--- Input for this task ---

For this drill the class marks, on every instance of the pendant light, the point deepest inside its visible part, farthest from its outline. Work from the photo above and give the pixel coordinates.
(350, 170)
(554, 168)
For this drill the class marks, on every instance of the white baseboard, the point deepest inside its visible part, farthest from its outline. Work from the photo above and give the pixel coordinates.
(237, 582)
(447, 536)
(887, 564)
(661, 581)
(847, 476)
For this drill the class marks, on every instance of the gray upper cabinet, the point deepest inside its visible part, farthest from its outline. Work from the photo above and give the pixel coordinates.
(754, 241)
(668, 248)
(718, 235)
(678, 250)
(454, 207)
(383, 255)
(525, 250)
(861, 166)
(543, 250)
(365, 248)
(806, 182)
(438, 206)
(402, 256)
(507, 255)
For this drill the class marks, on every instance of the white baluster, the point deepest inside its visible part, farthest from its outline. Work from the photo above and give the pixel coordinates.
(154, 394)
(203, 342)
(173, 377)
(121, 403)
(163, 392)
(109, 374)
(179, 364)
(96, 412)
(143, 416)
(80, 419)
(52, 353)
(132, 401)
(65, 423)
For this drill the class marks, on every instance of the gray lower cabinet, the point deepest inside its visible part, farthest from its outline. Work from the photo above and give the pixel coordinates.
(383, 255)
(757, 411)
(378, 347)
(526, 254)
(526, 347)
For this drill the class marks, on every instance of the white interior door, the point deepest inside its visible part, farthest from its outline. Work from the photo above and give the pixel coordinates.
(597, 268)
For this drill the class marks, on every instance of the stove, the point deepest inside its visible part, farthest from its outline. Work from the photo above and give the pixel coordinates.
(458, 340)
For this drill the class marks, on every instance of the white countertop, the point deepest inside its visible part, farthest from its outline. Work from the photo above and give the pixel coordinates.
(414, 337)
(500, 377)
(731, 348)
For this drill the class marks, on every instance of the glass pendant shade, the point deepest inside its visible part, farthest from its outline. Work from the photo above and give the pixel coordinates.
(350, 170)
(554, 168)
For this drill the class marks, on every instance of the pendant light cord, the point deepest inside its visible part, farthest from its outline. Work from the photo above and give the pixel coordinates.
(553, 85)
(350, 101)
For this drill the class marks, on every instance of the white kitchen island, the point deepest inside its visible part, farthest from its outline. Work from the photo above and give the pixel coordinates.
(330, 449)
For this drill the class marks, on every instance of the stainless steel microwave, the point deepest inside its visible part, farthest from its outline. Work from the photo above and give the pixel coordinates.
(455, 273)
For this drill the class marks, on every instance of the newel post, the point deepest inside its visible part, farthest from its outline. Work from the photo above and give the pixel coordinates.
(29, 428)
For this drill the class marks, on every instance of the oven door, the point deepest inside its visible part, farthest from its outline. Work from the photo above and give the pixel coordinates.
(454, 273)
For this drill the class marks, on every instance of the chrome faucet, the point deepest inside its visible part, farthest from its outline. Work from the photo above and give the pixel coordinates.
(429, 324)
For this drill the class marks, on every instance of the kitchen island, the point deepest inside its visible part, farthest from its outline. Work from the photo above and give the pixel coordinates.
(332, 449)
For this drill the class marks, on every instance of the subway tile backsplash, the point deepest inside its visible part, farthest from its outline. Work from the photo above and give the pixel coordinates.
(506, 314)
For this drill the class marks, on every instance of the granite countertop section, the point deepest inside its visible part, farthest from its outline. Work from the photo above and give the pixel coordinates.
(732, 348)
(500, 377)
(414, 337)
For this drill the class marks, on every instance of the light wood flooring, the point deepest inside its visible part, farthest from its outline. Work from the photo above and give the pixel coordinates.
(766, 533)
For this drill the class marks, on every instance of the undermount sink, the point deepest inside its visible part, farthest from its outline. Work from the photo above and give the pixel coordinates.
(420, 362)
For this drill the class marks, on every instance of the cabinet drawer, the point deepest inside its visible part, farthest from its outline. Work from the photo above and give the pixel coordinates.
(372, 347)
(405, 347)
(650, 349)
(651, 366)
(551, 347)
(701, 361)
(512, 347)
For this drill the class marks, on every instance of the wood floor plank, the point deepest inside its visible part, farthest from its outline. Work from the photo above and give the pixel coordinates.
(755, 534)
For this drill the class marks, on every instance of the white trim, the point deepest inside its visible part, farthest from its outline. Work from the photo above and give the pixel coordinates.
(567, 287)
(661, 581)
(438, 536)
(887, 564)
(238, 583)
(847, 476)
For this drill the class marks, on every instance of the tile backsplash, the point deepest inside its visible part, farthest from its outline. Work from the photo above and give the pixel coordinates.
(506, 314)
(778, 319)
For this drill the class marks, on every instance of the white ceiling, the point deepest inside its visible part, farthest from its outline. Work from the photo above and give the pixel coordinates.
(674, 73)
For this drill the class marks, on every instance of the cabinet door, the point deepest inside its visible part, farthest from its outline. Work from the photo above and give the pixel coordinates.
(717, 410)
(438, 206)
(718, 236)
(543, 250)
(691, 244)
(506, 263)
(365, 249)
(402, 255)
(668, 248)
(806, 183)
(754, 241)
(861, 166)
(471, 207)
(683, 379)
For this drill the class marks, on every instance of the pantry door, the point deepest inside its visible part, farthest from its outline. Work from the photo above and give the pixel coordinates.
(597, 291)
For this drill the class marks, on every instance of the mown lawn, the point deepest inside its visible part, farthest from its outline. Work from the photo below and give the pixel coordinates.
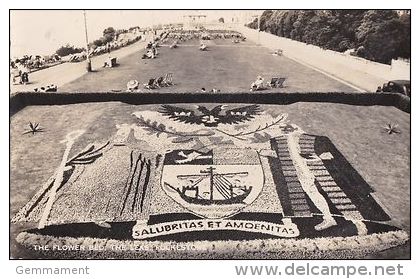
(225, 66)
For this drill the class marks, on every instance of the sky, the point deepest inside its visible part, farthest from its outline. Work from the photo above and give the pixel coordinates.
(44, 31)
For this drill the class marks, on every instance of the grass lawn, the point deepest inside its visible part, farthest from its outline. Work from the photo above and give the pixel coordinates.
(225, 66)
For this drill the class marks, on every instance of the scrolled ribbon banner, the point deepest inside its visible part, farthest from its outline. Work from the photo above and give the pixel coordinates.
(286, 230)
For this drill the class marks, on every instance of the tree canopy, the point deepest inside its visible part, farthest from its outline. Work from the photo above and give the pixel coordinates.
(378, 35)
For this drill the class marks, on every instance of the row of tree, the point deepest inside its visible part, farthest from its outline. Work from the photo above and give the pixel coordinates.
(378, 35)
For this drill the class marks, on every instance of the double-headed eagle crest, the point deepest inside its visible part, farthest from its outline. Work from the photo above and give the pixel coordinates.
(213, 117)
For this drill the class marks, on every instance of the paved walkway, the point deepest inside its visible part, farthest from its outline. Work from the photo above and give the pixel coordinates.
(67, 72)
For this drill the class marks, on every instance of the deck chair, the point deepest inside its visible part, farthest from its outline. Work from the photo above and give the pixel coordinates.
(167, 80)
(158, 82)
(276, 82)
(150, 84)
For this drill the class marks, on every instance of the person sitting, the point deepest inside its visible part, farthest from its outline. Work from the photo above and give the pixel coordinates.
(132, 85)
(258, 84)
(159, 82)
(203, 47)
(15, 73)
(148, 55)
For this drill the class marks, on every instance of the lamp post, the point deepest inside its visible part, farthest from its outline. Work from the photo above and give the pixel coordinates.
(88, 62)
(258, 27)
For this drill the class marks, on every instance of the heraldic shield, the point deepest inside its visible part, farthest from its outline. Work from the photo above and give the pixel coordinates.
(214, 184)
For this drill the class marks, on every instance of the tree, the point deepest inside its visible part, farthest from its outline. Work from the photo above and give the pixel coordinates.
(109, 34)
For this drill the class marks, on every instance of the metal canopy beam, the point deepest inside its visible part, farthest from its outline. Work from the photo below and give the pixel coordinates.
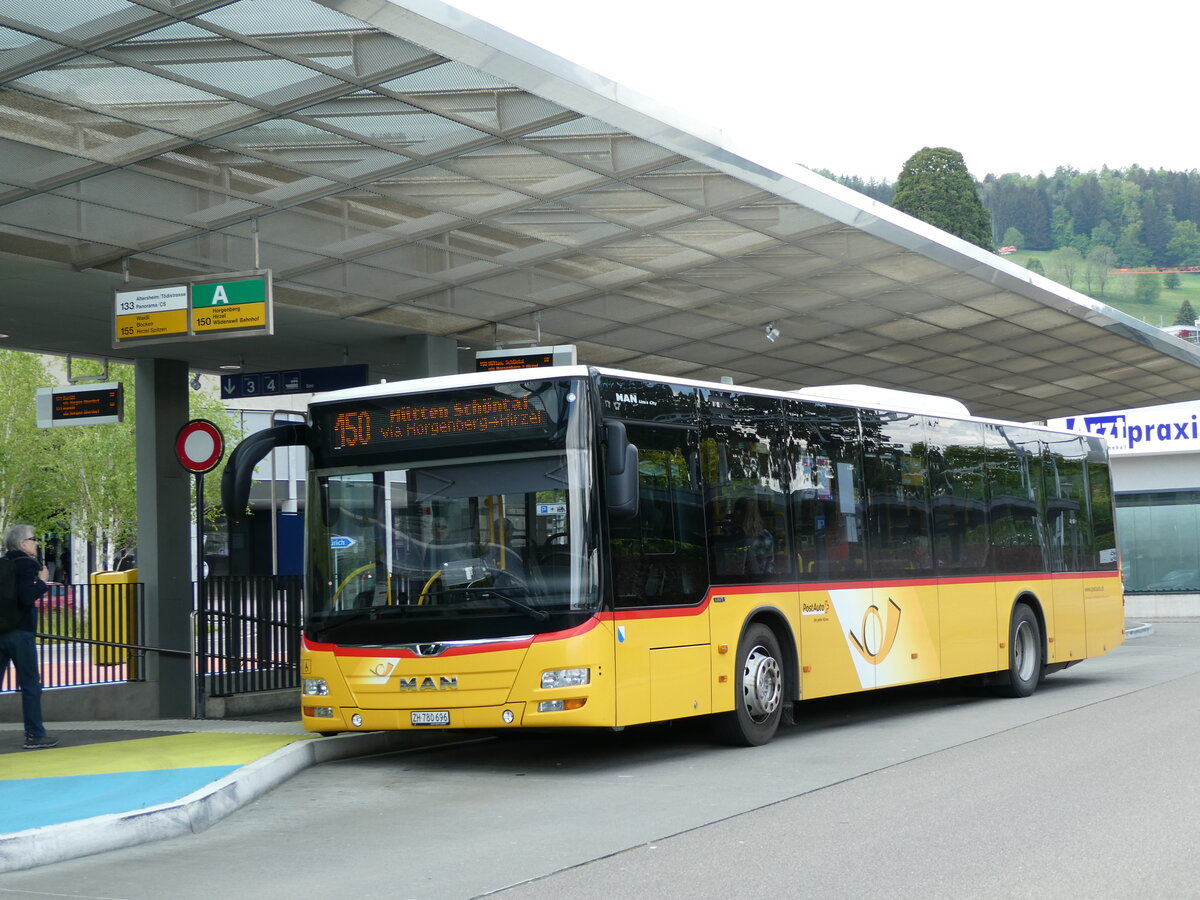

---

What this task involves: Please format the listing above as a numbered list, omitting blank lines and leaving out the pictures.

Task solution:
1. For this drill the class marks, on every instance of the pendant light, the point deepest inside its visible part, farthest from its outline. Work from the photo above and give the pixel coordinates.
2. (350, 170)
3. (554, 168)
4. For this drill the class marks, on every instance of the white baseboard, the point deepest inside its visible part, farthest from its outline. Work from the photo above and give the pixel coordinates.
5. (237, 582)
6. (447, 536)
7. (887, 564)
8. (661, 581)
9. (847, 476)
10. For this drill the class marks, on every instance of the gray upper cabinet, the point deepest inside its visible part, farthest from its outline. Work from the photo above and give the pixel coordinates.
11. (754, 241)
12. (668, 248)
13. (718, 235)
14. (678, 250)
15. (454, 207)
16. (383, 255)
17. (525, 250)
18. (861, 166)
19. (543, 250)
20. (365, 248)
21. (806, 182)
22. (438, 206)
23. (402, 256)
24. (507, 255)
25. For this drill the class marks, on every instance of the white baluster, the point deepest inside its visible part, farthest from its outline. Work from the photo above and give the pixel coordinates.
26. (154, 394)
27. (203, 342)
28. (173, 377)
29. (121, 403)
30. (163, 392)
31. (109, 374)
32. (179, 364)
33. (96, 412)
34. (143, 416)
35. (80, 419)
36. (52, 353)
37. (132, 401)
38. (65, 423)
39. For this drill the class marks, on every instance of the gray lower cabinet, the point deepest inside its visible part, farthest from its outline. Work from the photo above and give the pixel coordinates.
40. (383, 255)
41. (757, 411)
42. (378, 347)
43. (526, 254)
44. (526, 347)
45. For this drill the class marks, on every instance of the white interior door, the point deepest inside its visible part, farthest from its outline. Work from the photo above and give the pixel coordinates.
46. (597, 268)
47. For this drill the class marks, on every instance of the stove, the point deepest inside its visible part, farthest from its outline. Work from the photo above and give the pixel coordinates.
48. (458, 340)
49. For this drill the class marks, on every instance of the white countertop, the point deepest inside its visible part, farthest from its outline. Work from the photo above and give the pixel coordinates.
50. (414, 337)
51. (500, 377)
52. (731, 348)
53. For this drill the class marks, on every instance of the glass pendant shade, the point deepest inside its visible part, farthest from its outline. Work from the photo above and give the pixel coordinates.
54. (350, 170)
55. (554, 168)
56. For this drill the class marks, on every instance of the pendant light cord, the point deepest inside its visible part, farthest from its outline. Work from the photo above and give the pixel coordinates.
57. (553, 85)
58. (350, 101)
59. For this drill the class marks, on every instance of the white kitchen island, the point deepest inside its visible part, farthest from its outline. Work from the photo above and give the pixel coordinates.
60. (330, 449)
61. For this drill the class marks, on every instance of the stainless steel microwave, the point deepest inside its visible part, farthest from its outline. Work from the photo above and give the pixel coordinates.
62. (455, 273)
63. For this drill the class marks, on every instance of the newel post, the point deepest inside its visible part, farthest from its outline. Work from the photo above and give the pixel coordinates.
64. (29, 428)
65. For this drill the class marks, on every instance of the oven door, the point deepest inside its visible part, farthest from its outline. Work from the photo above and give the pixel coordinates.
66. (454, 273)
67. For this drill the class marks, on every instance of the chrome faucet, the point deepest inside its visible part, farthest from its outline. Work from the photo above and give the pixel coordinates.
68. (429, 324)
69. For this drill the class marks, on every instance of the kitchen island, the point deepest inside its visible part, farthest from its outline. Work from the photo above and give the pixel coordinates.
70. (332, 449)
71. For this drill the class marks, on every instance of the subway tile backsplash, the point deepest inside its visible part, farthest from its outline. Work from the photo above and give the pixel coordinates.
72. (506, 314)
73. For this drill the class marks, on every instance of the granite countertop section, the point deepest inside its visible part, farthest from its outline. Work from the photo above and give the pixel coordinates.
74. (732, 348)
75. (500, 377)
76. (414, 337)
77. For this drill the class marks, on every instance of the light wood flooring, the point deepest inside its visible part, farthest from its outline. Work from the photo above and give the pixel coordinates.
78. (766, 533)
79. For this drill the class marks, on every instance of the undermount sink, the point deepest inside its visible part, farthest from its outline. Work from the photo above and give the pixel coordinates.
80. (420, 362)
81. For this drill the class marks, on every instance of the cabinet drawer, the point deepest inside its visible part, farthest from its outline. Work from the photo above and give the pixel coordinates.
82. (372, 347)
83. (405, 347)
84. (650, 349)
85. (651, 366)
86. (551, 347)
87. (701, 361)
88. (512, 347)
89. For this drill the class marks, on every instance of the wood floor plank, the point deepest inside its visible part, farthest from its outline. Work from the photo above and give the pixel coordinates.
90. (755, 534)
91. For this drill the class marks, on every instance of the white trim, the point deepest inside its visible part, farthest from its outline. Work from the photo above and give the pixel coordinates.
92. (567, 287)
93. (661, 581)
94. (438, 536)
95. (887, 564)
96. (238, 583)
97. (847, 476)
98. For this drill the class marks, on every instance of the tile backsplash, the point deepest inside its visible part, farthest from its outline. Work from the photo above and give the pixel coordinates.
99. (506, 314)
100. (778, 319)
101. For this drill the class marks, on every instance of the white ceiling, the point deepest inside its visible part, farthest from its outline. Work from the photo above and give the pixel coordinates.
102. (674, 73)
103. For this drill the class marks, on every instance of the cabinet door, the point deepest inside its visible part, farthest from its outline. Work from the photo above and give the pixel coordinates.
104. (717, 410)
105. (438, 206)
106. (718, 236)
107. (543, 250)
108. (691, 244)
109. (506, 263)
110. (365, 249)
111. (402, 255)
112. (668, 248)
113. (806, 183)
114. (754, 241)
115. (861, 166)
116. (471, 207)
117. (683, 379)
118. For this drill the class marks, on every instance of the pantry door, the point deepest inside its visible part, farthest from its outline. Work from the photo above and give the pixel coordinates.
119. (597, 291)
120. For this drill the class marks, on every instance of the mown lawn, the point deepest inside its visible part, farthest from its outline. Work from the photo below and give the pixel coordinates.
121. (225, 66)
122. For this drill the class marks, on every instance of the sky, the point deepest inside its visible part, farthest from its outline. Work from the photo above and give the pixel coordinates.
123. (44, 31)
124. For this drill the class marks, on every instance of the grass lawn, the point deepest inside its visible part, farthest from its outline. Work from the photo above and give the pixel coordinates.
125. (225, 66)
126. For this drill the class marks, on every instance of the scrolled ribbon banner, the point deepest inside its visible part, farthest from its outline. Work from the photo above and give the pixel coordinates.
127. (286, 230)
128. For this drill the class marks, on every instance of the tree canopy, the point deepest inside its visible part, farthest from its outline. Work from the photo above and give the pixel coordinates.
129. (378, 35)
130. For this drill the class marks, on every instance of the row of tree, the point deepest inside its visible part, farthest from its outline. Work from the photo above and give the pixel coordinates.
131. (378, 35)
132. For this drill the class marks, on every instance of the double-headed eagle crest, the point deepest inside its visible part, farthest from its outline. Work from the photo above and give the pixel coordinates.
133. (213, 117)
134. For this drill the class marks, on every instance of the paved walkway, the point deepest inside its visible part, farthest from its outline. Work from the photo above and give the pixel coordinates.
135. (67, 72)
136. For this drill the class marks, on every instance of the deck chair, the point deepest inside its visible part, farthest from its outline. Work from the photo above and give the pixel coordinates.
137. (167, 80)
138. (158, 82)
139. (276, 82)
140. (150, 84)
141. For this drill the class marks, on every instance of the person sitting, the point deepest inside its visible part, farthest from its outline. Work from the photo above and give the pixel coordinates.
142. (132, 85)
143. (258, 84)
144. (159, 82)
145. (203, 47)
146. (15, 73)
147. (148, 55)
148. For this drill the class marks, on every instance of the lamp post, the point deepest inside its visible part, farthest from its outline. Work from the photo above and give the pixel coordinates.
149. (88, 62)
150. (258, 27)
151. For this drill the class marks, on every instance of the heraldic shield, the point deepest inside its visible part, farthest from its outline. Work from the photo above and give the pixel coordinates.
152. (214, 184)
153. For this drill the class marks, on every instance of the tree, the point deepest inside its visible part, farthest from its outline. Work from the photo above and give the pixel coordinates.
154. (109, 34)
155. For this drill the class marks, on every instance of the metal canopy beam, the point deepest inside its visible part, farthest from its outline. Work from the photo below and give the pixel coordinates.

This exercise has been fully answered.